** Task statement **
Rewrite the lines from the one that contains "Objective — one point per instance of the flat" through the last line, both included. Keep each request word for word, but multiply every coordinate in the answers by 2.45 and round it to a whole number, with halves rounding up.

** Extracted data **
+-------+

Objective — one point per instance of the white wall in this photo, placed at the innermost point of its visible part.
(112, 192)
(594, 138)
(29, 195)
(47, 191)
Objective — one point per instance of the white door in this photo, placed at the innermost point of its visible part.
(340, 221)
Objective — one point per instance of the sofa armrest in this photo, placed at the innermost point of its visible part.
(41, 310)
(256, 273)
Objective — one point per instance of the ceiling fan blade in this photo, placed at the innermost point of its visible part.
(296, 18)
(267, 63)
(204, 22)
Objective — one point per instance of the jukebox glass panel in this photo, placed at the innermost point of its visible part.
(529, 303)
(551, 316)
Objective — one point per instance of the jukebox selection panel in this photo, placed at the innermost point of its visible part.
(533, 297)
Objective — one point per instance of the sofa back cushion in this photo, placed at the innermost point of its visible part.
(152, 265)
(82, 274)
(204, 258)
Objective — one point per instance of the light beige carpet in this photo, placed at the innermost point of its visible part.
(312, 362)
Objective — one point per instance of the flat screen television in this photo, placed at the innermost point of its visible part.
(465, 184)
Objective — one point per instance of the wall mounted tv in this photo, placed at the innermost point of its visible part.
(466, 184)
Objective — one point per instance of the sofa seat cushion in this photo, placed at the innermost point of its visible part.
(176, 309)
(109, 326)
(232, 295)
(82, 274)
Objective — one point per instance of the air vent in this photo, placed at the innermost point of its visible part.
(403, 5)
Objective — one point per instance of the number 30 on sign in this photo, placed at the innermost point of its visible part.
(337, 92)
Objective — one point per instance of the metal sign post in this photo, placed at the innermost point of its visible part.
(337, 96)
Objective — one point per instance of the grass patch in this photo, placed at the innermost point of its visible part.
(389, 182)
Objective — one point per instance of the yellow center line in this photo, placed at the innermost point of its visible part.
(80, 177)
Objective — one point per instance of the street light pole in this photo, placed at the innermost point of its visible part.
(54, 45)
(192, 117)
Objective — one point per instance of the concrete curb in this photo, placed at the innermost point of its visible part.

+-------+

** Answer below **
Objective — one point per instance of the flat screen television in this photo, placed at the innermost point of its visible part.
(1139, 451)
Objective — one point per instance of the wall mounted tv in this photo, placed at the innermost point of its visible part.
(1142, 451)
Objective — one point per instance of the sofa seat cushion in this photo, placed at the innermost point of its visible part.
(431, 757)
(267, 799)
(568, 723)
(201, 671)
Objective — one point per instance of the air vent in this photo, placed at the innermost point of its visible part.
(987, 12)
Objective — one point per instance of the number 30 on sign in this photo, placed at the innermost point of its visible part.
(826, 225)
Objective — one point per instance of the metal sign post in this photo, placed at the innermost point of its visible part.
(826, 235)
Objective — one point per instance of the grass patch in this photo, placed at the innermost point of its visible part.
(953, 446)
Objective — one point per instance of the yellow center line in this photo, placed at the innermost point of its visible part.
(196, 434)
Objective — one point per instance of the street light pole in this photo, placed at the innermost point of its visible part.
(132, 110)
(470, 287)
Objective — one point per instance of the concrete curb in this photo, placed at the innermost point of its visible part.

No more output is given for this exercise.